Records for this task:
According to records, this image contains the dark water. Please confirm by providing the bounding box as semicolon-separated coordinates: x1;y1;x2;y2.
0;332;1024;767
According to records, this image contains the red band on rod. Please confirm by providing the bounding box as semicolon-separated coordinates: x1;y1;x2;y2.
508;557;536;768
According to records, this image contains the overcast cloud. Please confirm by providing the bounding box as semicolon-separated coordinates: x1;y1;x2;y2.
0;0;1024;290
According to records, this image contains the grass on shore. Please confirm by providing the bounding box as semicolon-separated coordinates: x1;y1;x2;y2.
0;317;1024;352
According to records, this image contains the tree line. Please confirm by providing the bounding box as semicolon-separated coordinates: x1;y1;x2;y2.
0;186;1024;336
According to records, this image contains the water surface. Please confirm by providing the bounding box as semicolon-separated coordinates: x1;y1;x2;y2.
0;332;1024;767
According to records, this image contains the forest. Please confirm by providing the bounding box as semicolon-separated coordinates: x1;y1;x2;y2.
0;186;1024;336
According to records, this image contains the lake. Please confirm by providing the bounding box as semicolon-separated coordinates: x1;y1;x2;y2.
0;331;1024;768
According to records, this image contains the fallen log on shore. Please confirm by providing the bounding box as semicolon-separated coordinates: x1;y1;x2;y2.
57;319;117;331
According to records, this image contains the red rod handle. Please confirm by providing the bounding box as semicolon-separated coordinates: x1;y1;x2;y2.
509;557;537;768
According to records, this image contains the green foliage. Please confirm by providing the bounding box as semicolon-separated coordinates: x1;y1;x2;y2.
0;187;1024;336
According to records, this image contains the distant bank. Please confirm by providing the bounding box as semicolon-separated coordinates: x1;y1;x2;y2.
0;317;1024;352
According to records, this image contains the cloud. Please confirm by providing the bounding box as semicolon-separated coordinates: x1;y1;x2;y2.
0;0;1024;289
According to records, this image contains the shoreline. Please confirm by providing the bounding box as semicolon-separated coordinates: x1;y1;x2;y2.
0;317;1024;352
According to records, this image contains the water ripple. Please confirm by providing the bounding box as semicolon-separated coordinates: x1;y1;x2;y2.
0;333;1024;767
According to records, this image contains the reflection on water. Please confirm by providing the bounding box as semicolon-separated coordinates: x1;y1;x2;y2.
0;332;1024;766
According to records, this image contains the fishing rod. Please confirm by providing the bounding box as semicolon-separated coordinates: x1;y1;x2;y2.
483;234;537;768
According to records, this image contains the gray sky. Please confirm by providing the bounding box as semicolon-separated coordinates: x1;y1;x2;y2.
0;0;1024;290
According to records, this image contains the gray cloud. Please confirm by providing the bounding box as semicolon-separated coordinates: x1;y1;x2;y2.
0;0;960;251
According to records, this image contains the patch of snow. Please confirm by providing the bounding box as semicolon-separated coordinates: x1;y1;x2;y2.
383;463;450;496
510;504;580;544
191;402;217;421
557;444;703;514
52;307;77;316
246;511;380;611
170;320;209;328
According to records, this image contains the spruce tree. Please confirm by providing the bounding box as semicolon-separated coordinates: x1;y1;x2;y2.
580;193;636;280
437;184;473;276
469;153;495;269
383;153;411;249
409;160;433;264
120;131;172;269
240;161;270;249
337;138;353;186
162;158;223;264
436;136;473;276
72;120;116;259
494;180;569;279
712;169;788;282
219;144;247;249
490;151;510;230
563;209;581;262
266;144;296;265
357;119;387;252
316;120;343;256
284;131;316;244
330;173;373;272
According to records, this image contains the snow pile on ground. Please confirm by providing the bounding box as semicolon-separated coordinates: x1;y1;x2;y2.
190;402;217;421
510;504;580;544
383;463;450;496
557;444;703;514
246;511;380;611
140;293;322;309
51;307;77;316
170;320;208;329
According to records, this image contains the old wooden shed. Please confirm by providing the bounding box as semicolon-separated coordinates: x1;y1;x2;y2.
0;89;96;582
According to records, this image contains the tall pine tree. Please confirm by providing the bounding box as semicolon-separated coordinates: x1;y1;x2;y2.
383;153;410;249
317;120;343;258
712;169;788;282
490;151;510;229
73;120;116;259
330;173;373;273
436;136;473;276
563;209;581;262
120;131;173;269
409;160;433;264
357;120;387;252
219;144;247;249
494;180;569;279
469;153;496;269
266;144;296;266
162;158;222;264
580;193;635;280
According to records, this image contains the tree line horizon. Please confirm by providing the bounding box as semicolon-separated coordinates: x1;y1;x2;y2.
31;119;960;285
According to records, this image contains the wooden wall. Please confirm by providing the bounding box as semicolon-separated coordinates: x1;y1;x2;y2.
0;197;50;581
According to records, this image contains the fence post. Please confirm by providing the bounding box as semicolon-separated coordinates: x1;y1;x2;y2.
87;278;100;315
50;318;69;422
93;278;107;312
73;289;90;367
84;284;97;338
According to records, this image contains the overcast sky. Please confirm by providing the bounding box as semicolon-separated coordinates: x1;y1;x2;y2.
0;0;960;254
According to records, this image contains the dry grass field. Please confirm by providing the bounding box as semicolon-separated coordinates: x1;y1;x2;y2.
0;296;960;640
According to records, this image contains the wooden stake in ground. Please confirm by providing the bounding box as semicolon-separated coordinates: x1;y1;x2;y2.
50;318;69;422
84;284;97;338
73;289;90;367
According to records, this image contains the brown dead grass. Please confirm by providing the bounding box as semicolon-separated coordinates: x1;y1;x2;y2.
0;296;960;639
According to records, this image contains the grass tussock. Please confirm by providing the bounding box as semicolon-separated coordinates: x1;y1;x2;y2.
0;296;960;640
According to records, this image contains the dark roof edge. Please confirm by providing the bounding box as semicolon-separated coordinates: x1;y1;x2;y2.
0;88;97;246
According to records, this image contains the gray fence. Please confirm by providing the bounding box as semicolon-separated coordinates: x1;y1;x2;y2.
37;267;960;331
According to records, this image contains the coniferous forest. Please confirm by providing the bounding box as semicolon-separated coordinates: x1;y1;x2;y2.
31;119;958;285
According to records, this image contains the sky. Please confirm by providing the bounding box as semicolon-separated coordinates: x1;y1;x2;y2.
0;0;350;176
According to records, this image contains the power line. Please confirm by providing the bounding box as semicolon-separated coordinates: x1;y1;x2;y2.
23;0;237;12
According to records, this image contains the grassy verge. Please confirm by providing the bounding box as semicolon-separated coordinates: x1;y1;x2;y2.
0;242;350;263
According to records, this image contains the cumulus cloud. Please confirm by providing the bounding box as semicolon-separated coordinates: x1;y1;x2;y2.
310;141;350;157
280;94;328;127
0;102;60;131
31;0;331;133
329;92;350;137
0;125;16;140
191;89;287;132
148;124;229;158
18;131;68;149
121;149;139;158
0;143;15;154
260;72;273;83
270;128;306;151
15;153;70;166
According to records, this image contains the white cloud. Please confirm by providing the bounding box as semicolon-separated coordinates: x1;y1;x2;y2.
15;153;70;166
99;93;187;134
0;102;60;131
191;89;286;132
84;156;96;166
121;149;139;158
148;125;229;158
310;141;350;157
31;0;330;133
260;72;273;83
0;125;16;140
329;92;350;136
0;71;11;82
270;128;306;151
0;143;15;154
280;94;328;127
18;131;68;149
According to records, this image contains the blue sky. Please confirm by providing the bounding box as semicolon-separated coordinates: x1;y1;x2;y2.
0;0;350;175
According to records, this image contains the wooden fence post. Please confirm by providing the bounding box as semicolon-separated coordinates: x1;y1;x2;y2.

Exercise:
Render every line of the listing above as a Markdown table with the columns Row and Line, numbering the rows and skipping any blank lines.

Written answer:
| Row | Line |
|---|---|
| 1 | According to records, this image contains the dark water. Please confirm by providing the bounding box as semicolon-separated coordinates: x1;y1;x2;y2. |
| 2 | 0;332;1024;767 |
| 3 | According to records, this image contains the red band on rod. Please confirm by providing the bounding box as semicolon-separated coordinates: x1;y1;x2;y2. |
| 4 | 508;557;536;768 |
| 5 | According to records, this image contains the overcast cloud. Please confirm by providing the bounding box as semicolon-separated coordinates: x1;y1;x2;y2. |
| 6 | 0;0;1024;290 |
| 7 | According to records, this image contains the grass on shore. Please confirm by providing the bounding box as semicolon-separated coordinates: x1;y1;x2;y2. |
| 8 | 0;317;1024;352 |
| 9 | According to records, this image contains the tree line. Please confirm by providing the bounding box as semicolon-separated coordinates: x1;y1;x2;y2. |
| 10 | 0;186;1024;336 |
| 11 | According to records, this image contains the water surface. Please confirm by providing the bounding box as semicolon-separated coordinates: x1;y1;x2;y2. |
| 12 | 0;332;1024;767 |
| 13 | According to records, this image contains the forest. Please confirm by providing the bounding box as semicolon-separated coordinates: x1;y1;x2;y2. |
| 14 | 0;186;1024;336 |
| 15 | According to records, this image contains the lake. Please confirm by providing the bounding box as semicolon-separated coordinates: x1;y1;x2;y2. |
| 16 | 0;331;1024;768 |
| 17 | According to records, this image contains the fallen log on shore. Please confirm by providing the bounding box as semicolon-separated coordinates: x1;y1;x2;y2. |
| 18 | 57;319;117;331 |
| 19 | According to records, this image contains the red rod handle. Please confirm by providing the bounding box as semicolon-separated coordinates: x1;y1;x2;y2. |
| 20 | 509;557;537;768 |
| 21 | According to records, this image contains the green foliage. Please confirm by providing the bounding box as semicolon-separated coordinates: x1;y1;x2;y2. |
| 22 | 0;187;1024;336 |
| 23 | According to records, this image contains the distant bank. Please confirm by providing the bounding box as semicolon-separated coordinates: x1;y1;x2;y2. |
| 24 | 0;317;1024;352 |
| 25 | According to records, this image contains the cloud. Please confirm by providing the bounding box as semicolon-separated coordinates: x1;y1;x2;y2. |
| 26 | 0;0;1024;289 |
| 27 | According to records, this image contains the shoreline. Please confirm by providing the bounding box as semicolon-separated coordinates: x1;y1;x2;y2. |
| 28 | 0;317;1024;352 |
| 29 | According to records, this image contains the water ripple. Please confirm by providing the bounding box as semicolon-separated coordinates: x1;y1;x2;y2. |
| 30 | 0;333;1024;767 |
| 31 | According to records, this image contains the reflection on water. Please confirm by providing the bounding box as semicolon-separated coordinates: x1;y1;x2;y2. |
| 32 | 0;332;1024;766 |
| 33 | According to records, this image contains the fishing rod. Please confirm by providing the bounding box as semicolon-separated coordinates: x1;y1;x2;y2. |
| 34 | 483;234;537;768 |
| 35 | According to records, this image contains the gray sky. Please confirm by providing the bounding box as semicolon-separated coordinates: x1;y1;x2;y2. |
| 36 | 0;0;1024;290 |
| 37 | According to records, this image contains the gray cloud. Please confirm by providing the bounding box as semicolon-separated coordinates: x1;y1;x2;y2. |
| 38 | 0;0;960;251 |
| 39 | According to records, this image contains the patch of snow. Please confirm by providing the bounding box as semicolon-separated coordinates: x1;y1;x2;y2. |
| 40 | 383;463;450;496 |
| 41 | 510;504;580;544 |
| 42 | 191;402;217;421 |
| 43 | 557;444;703;514 |
| 44 | 52;307;77;316 |
| 45 | 246;511;380;611 |
| 46 | 170;320;209;328 |
| 47 | According to records, this image contains the spruce tree. Please confirm by providing the bounding box as semicolon-separated coordinates: x1;y1;x2;y2. |
| 48 | 580;193;636;280 |
| 49 | 437;184;473;276 |
| 50 | 469;153;495;269 |
| 51 | 383;153;411;249 |
| 52 | 409;160;433;264 |
| 53 | 120;131;172;269 |
| 54 | 240;161;270;249 |
| 55 | 337;138;353;186 |
| 56 | 162;158;223;264 |
| 57 | 436;136;473;276 |
| 58 | 72;120;116;259 |
| 59 | 494;180;569;279 |
| 60 | 712;169;788;282 |
| 61 | 219;144;247;249 |
| 62 | 490;151;510;230 |
| 63 | 563;209;581;262 |
| 64 | 266;144;296;265 |
| 65 | 357;119;387;252 |
| 66 | 316;120;343;256 |
| 67 | 284;131;316;244 |
| 68 | 330;173;373;272 |
| 69 | According to records, this image contains the snow pile on ground. Please confirm by providing the bounding box as semicolon-separated coordinates: x1;y1;x2;y2. |
| 70 | 190;402;217;421 |
| 71 | 510;504;580;544 |
| 72 | 383;463;450;496 |
| 73 | 557;444;703;514 |
| 74 | 246;511;380;611 |
| 75 | 140;293;322;309 |
| 76 | 51;307;77;316 |
| 77 | 170;320;208;329 |
| 78 | According to records, this image contains the old wooden shed. Please confirm by providing the bounding box as semicolon-separated coordinates: x1;y1;x2;y2. |
| 79 | 0;89;96;582 |
| 80 | According to records, this image contains the tall pine tree. Please confirm by providing the bounding box as semicolon-separated coordinates: x1;y1;x2;y2. |
| 81 | 383;153;410;249 |
| 82 | 317;120;343;258 |
| 83 | 712;169;788;282 |
| 84 | 490;151;510;229 |
| 85 | 73;120;116;259 |
| 86 | 330;173;373;273 |
| 87 | 436;136;473;276 |
| 88 | 563;209;581;262 |
| 89 | 120;131;173;269 |
| 90 | 409;160;433;264 |
| 91 | 357;120;387;252 |
| 92 | 219;144;247;249 |
| 93 | 494;180;569;279 |
| 94 | 469;153;496;269 |
| 95 | 266;144;296;266 |
| 96 | 162;158;222;264 |
| 97 | 580;193;635;280 |
| 98 | According to records, this image contains the tree line horizon. Please confirm by providing the bounding box as semicolon-separated coordinates: x1;y1;x2;y2. |
| 99 | 31;119;960;285 |
| 100 | According to records, this image contains the wooden wall. Please confirm by providing the bounding box as semicolon-separated coordinates: x1;y1;x2;y2. |
| 101 | 0;197;50;581 |
| 102 | According to records, this image contains the fence post. Please confirm by providing the bounding box as semicolon-separated coordinates: x1;y1;x2;y2. |
| 103 | 87;278;100;315 |
| 104 | 50;318;69;422 |
| 105 | 93;278;107;312 |
| 106 | 73;289;90;367 |
| 107 | 84;284;97;338 |
| 108 | According to records, this image contains the overcast sky. Please confirm by providing the bounding box as semicolon-separated coordinates: x1;y1;x2;y2. |
| 109 | 0;0;960;254 |
| 110 | According to records, this image contains the dry grass field. Please confirm by providing the bounding box as semicolon-separated coordinates: x1;y1;x2;y2. |
| 111 | 0;296;960;640 |
| 112 | According to records, this image contains the wooden stake in ground. Please confirm by providing the bounding box as semicolon-separated coordinates: x1;y1;x2;y2. |
| 113 | 50;318;69;422 |
| 114 | 84;284;97;338 |
| 115 | 73;289;90;367 |
| 116 | According to records, this image contains the brown dead grass. Please confirm by providing the bounding box as semicolon-separated coordinates: x1;y1;x2;y2. |
| 117 | 0;296;960;639 |
| 118 | According to records, this image contains the grass tussock. Please confirm by providing the bounding box as semicolon-separated coordinates: x1;y1;x2;y2. |
| 119 | 0;296;960;640 |
| 120 | According to records, this image contains the dark roof edge. Please confirm by providing the bounding box as semicolon-separated coordinates: x1;y1;x2;y2. |
| 121 | 0;88;97;246 |
| 122 | According to records, this image contains the gray fence. Please confirm by providing the bounding box as semicolon-separated coordinates: x1;y1;x2;y2. |
| 123 | 37;267;960;331 |
| 124 | According to records, this image contains the coniferous forest. Please confirm by providing the bounding box as semicolon-separated coordinates: x1;y1;x2;y2. |
| 125 | 31;119;958;285 |
| 126 | According to records, this image contains the sky. Please confirm by providing the bounding box as semicolon-separated coordinates: x1;y1;x2;y2. |
| 127 | 0;0;350;176 |
| 128 | According to records, this image contains the power line. Please confirm by providing the bounding box as semicolon-separated coordinates: x1;y1;x2;y2. |
| 129 | 23;0;237;12 |
| 130 | According to records, this image contains the grassy verge. Please confirm by providing the bounding box as semicolon-separated coordinates: x1;y1;x2;y2. |
| 131 | 0;242;350;263 |
| 132 | According to records, this image contains the cumulus cloud. Please confirm by providing the bounding box as semicolon-separated coordinates: x1;y1;x2;y2. |
| 133 | 310;141;350;157 |
| 134 | 280;94;328;127 |
| 135 | 0;102;60;131 |
| 136 | 31;0;331;133 |
| 137 | 329;92;350;137 |
| 138 | 0;125;16;140 |
| 139 | 191;89;287;132 |
| 140 | 148;124;229;158 |
| 141 | 18;131;68;149 |
| 142 | 121;149;139;158 |
| 143 | 0;143;15;154 |
| 144 | 260;72;273;83 |
| 145 | 270;128;306;151 |
| 146 | 15;153;70;166 |
| 147 | According to records, this image contains the white cloud. Please confirm by providing the bounding box as semicolon-separated coordinates: x1;y1;x2;y2. |
| 148 | 15;153;70;166 |
| 149 | 99;93;187;134 |
| 150 | 0;102;60;131 |
| 151 | 191;89;286;132 |
| 152 | 84;156;96;166 |
| 153 | 121;149;139;158 |
| 154 | 148;125;229;158 |
| 155 | 310;141;350;157 |
| 156 | 31;0;330;133 |
| 157 | 260;72;273;83 |
| 158 | 0;125;16;140 |
| 159 | 329;92;350;136 |
| 160 | 0;71;11;82 |
| 161 | 270;128;306;151 |
| 162 | 0;143;15;154 |
| 163 | 280;94;328;127 |
| 164 | 18;131;68;149 |
| 165 | According to records, this image contains the blue sky. Please confirm by providing the bounding box as semicolon-separated coordinates: x1;y1;x2;y2. |
| 166 | 0;0;350;175 |
| 167 | According to records, this image contains the wooden fence post. Please confirm by providing the bounding box as semicolon-separated coordinates: x1;y1;x2;y2. |